DATA RECORDS:
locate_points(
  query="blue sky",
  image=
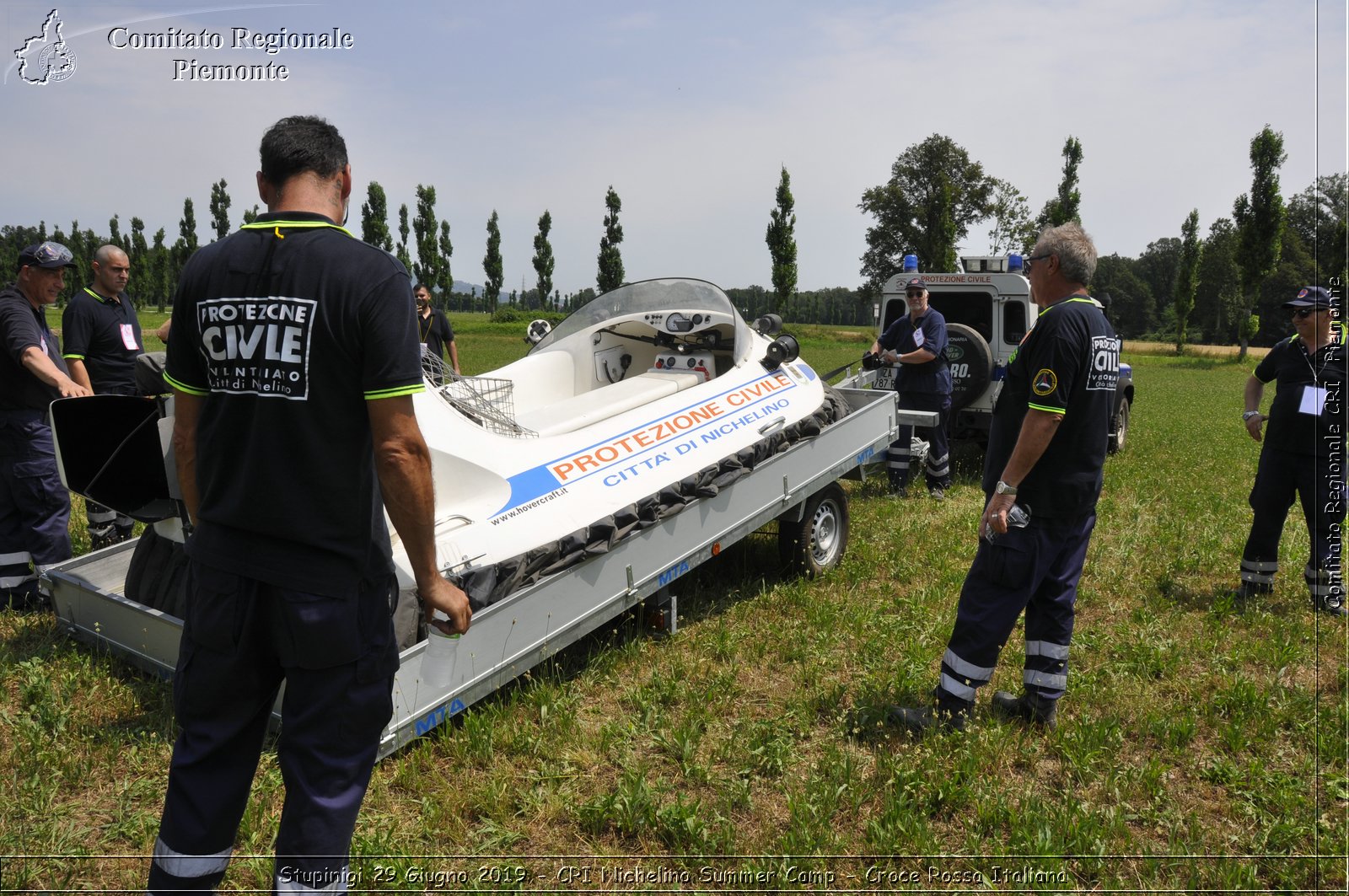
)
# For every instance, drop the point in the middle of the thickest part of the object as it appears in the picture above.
(688, 110)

YOUR INSTRUCTIONS:
Reproduce exactly the final stretch of the listing, starting at the line that contains "# For every" and ending with the last line.

RESULT OF THIS EXERCISE:
# For every instance, drop the point in the middle of the thickest part of the object as it appears in the picture above.
(688, 110)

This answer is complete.